Here’s a NY Times piece calling for a MMT “victory lap”, with an asterisk. It’s an interesting article, but the asterisk seems to be doing an awful lot of heavy lifting here.
The basic gist of the article is that the government spent a lot of money and the government didn’t go broke. And sure, on the one hand, the economy is robust.
On the other hand, inflation is worrisomely high. Depending on how you pick your narrative you can frame this as either very good or very bad.
But does MMT deserve a “victory lap” or is the current economic experience a worrisome sign of how they’d handle a truly scary inflation? My view is the latter. I’ll explain why.
First of all, there’s a lot to be proud about in the COVID policy response. Yes, inflation is high, but the alternative scenario would have been truly awful.
In my opinion some high-ish inflation was the worthwhile cost of fighting off a once in a lifetime crisis. It was worth the cost, especially when we look back at March of 2020 when it looked like we might actually be on the verge of Spanish Flu 2.0.
But you also need to know when enough is enough and that’s where MMT appears to fail in a rather worrisome manner.
The basic gist of MMT is that a very wealthy country doesn’t have a solvency constraint and instead has an inflation constraint. So they claim that the government can afford to run perpetually large deficits so long as inflation isn’t out of control.
This is true. I’ve written about this a billion times here.
But my major worry about MMT has always been that their flawed theory of inflation would fail in predicting the causal factors of inflation and that when that high inflation actually arrived they wouldn’t have the political will to respond the way they need to.
The COVID MMT experience with inflation is worrisome at best and frighteningly wrong at worst.

- Assignment
Copy the stretch of the MMT commentary from "The basic gist of MMT" through "they need to." word for word.

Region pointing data
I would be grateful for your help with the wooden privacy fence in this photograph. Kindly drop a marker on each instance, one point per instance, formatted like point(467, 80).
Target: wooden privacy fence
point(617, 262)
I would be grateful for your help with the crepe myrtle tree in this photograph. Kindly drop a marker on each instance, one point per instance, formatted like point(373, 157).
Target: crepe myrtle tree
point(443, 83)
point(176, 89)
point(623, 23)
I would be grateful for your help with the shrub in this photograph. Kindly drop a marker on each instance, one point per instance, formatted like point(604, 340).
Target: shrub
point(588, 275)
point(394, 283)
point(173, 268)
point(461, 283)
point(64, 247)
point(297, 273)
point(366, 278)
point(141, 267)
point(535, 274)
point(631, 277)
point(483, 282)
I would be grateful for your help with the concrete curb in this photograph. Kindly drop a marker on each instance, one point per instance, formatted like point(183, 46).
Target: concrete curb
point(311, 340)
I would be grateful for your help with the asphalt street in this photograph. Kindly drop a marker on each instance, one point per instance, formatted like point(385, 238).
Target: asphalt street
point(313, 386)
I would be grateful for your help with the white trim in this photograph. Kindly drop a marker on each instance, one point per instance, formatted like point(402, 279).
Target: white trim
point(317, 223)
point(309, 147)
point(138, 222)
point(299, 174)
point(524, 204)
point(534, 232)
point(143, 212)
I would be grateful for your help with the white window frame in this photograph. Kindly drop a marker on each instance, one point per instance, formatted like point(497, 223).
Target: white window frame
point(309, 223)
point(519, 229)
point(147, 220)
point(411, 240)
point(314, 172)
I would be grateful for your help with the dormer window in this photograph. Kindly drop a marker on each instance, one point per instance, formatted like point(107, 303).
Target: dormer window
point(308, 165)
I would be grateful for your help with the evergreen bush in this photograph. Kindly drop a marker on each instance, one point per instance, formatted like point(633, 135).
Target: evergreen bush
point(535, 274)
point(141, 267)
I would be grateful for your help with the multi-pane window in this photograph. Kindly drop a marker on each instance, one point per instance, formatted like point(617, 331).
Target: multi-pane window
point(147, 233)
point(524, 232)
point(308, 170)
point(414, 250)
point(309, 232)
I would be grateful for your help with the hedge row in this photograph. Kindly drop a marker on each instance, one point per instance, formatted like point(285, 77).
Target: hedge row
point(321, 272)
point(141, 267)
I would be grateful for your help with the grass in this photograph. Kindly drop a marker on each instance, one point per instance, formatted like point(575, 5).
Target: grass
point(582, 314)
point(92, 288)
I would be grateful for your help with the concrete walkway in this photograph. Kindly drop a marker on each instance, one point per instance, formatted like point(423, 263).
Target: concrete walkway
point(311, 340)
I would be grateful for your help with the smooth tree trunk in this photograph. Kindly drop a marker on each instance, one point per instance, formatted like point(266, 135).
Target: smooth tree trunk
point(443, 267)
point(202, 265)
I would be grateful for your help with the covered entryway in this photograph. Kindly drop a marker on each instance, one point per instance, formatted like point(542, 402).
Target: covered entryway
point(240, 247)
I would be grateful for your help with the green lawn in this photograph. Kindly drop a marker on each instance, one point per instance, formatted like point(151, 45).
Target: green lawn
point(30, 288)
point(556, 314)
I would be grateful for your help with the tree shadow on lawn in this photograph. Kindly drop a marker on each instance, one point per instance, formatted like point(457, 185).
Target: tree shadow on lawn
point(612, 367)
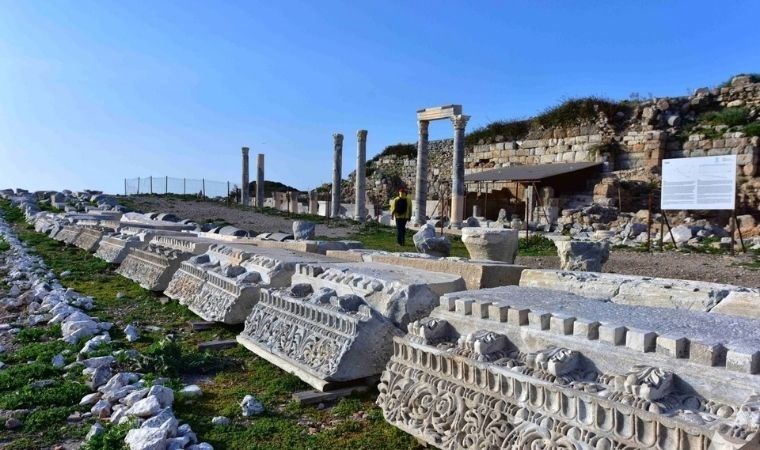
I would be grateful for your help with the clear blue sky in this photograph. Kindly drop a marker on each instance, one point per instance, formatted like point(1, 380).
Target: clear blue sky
point(95, 91)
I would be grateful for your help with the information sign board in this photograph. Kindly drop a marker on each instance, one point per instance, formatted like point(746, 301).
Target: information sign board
point(699, 183)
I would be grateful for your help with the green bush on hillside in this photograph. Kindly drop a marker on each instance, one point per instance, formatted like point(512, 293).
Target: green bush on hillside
point(510, 130)
point(730, 116)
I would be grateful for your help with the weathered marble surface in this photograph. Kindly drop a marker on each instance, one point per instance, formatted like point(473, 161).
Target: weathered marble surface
point(154, 266)
point(153, 221)
point(68, 234)
point(322, 337)
point(349, 312)
point(223, 284)
point(402, 294)
point(643, 291)
point(582, 255)
point(89, 237)
point(114, 248)
point(494, 244)
point(530, 368)
point(476, 274)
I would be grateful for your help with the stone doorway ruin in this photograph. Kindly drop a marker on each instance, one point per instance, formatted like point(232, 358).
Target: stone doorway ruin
point(459, 121)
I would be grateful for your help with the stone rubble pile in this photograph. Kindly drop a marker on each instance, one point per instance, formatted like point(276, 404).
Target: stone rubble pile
point(559, 359)
point(117, 397)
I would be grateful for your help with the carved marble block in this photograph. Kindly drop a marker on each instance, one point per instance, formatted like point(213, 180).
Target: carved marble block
point(223, 284)
point(528, 368)
point(647, 291)
point(114, 248)
point(402, 294)
point(68, 234)
point(322, 337)
point(89, 237)
point(343, 306)
point(153, 266)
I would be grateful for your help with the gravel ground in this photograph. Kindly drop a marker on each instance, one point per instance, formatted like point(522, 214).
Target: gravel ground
point(689, 266)
point(245, 219)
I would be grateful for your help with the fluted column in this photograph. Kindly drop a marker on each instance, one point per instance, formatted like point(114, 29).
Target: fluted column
point(337, 168)
point(420, 188)
point(313, 202)
point(245, 181)
point(360, 186)
point(260, 181)
point(457, 171)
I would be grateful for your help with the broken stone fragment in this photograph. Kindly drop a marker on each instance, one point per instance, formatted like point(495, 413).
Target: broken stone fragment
point(131, 333)
point(251, 407)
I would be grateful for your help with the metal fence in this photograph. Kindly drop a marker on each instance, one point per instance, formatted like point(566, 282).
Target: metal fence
point(184, 186)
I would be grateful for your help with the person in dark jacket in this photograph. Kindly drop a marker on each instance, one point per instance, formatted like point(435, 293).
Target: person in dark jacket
point(401, 210)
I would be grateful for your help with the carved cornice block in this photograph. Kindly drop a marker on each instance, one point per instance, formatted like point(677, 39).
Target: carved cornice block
point(322, 337)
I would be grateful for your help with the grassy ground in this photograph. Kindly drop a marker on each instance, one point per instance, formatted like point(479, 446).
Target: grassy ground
point(225, 376)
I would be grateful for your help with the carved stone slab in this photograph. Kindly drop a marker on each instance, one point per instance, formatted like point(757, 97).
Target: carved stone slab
point(322, 337)
point(223, 284)
point(114, 248)
point(402, 294)
point(154, 266)
point(637, 290)
point(89, 238)
point(517, 367)
point(476, 274)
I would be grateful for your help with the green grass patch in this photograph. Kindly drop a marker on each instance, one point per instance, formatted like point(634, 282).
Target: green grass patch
point(224, 376)
point(67, 393)
point(752, 129)
point(509, 130)
point(731, 117)
point(536, 245)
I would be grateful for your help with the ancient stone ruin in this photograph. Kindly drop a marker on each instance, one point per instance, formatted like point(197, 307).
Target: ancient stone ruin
point(469, 353)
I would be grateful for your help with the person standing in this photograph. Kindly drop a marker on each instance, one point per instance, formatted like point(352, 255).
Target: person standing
point(401, 210)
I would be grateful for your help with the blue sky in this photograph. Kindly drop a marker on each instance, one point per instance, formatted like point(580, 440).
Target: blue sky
point(95, 91)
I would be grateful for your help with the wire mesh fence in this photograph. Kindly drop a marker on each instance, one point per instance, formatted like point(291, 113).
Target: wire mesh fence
point(182, 186)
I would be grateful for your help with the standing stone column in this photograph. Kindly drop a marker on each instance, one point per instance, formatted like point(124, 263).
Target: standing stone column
point(244, 183)
point(260, 181)
point(337, 168)
point(360, 185)
point(420, 188)
point(457, 171)
point(313, 202)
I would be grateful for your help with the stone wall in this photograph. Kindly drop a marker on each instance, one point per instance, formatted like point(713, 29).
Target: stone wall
point(631, 146)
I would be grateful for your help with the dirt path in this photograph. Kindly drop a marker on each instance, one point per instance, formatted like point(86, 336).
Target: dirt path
point(245, 219)
point(690, 266)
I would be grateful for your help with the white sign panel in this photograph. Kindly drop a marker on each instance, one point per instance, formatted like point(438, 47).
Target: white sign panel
point(699, 183)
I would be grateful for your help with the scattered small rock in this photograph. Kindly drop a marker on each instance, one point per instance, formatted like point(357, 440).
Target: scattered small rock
point(251, 406)
point(219, 421)
point(191, 391)
point(12, 423)
point(95, 430)
point(131, 332)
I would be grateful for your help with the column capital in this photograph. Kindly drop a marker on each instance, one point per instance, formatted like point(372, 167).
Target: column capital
point(459, 121)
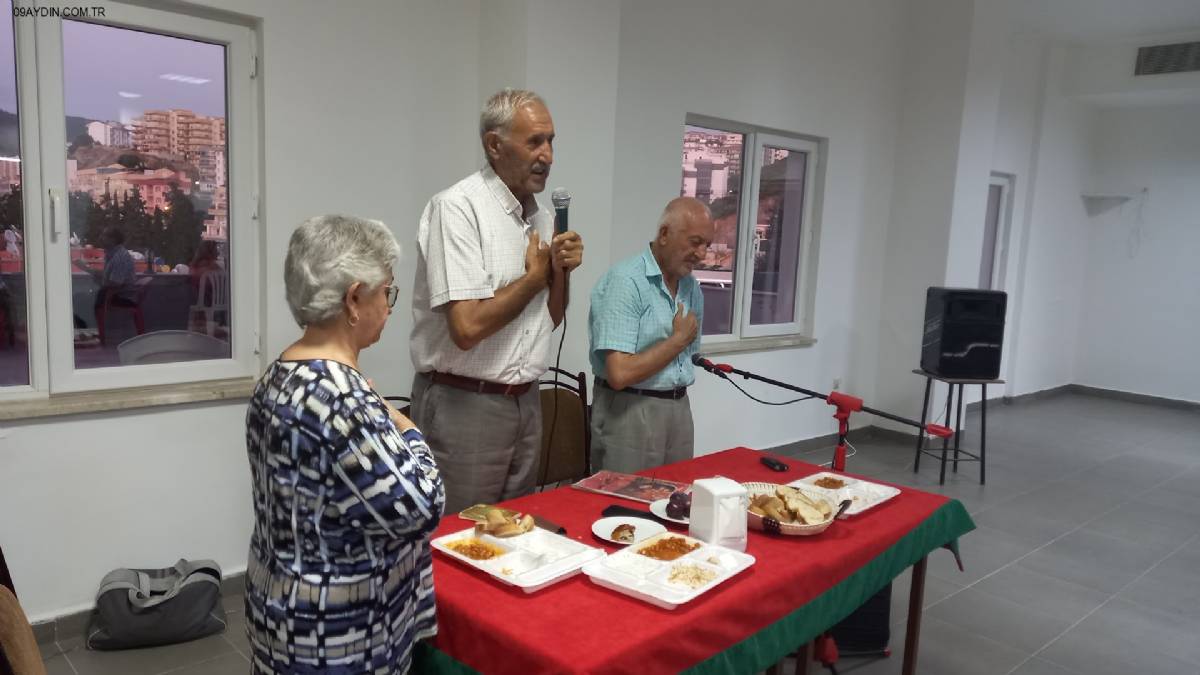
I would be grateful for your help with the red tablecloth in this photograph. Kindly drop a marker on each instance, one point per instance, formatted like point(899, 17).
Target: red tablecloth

- Solution for this problem
The basic gist of MMT is that a very wealthy country doesn’t have a solvency constraint and instead has an inflation constraint. So they claim that the government can afford to run perpetually large deficits so long as inflation isn’t out of control.
This is true. I’ve written about this a billion times here.
But my major worry about MMT has always been that their flawed theory of inflation would fail in predicting the causal factors of inflation and that when that high inflation actually arrived they wouldn’t have the political will to respond the way they need to.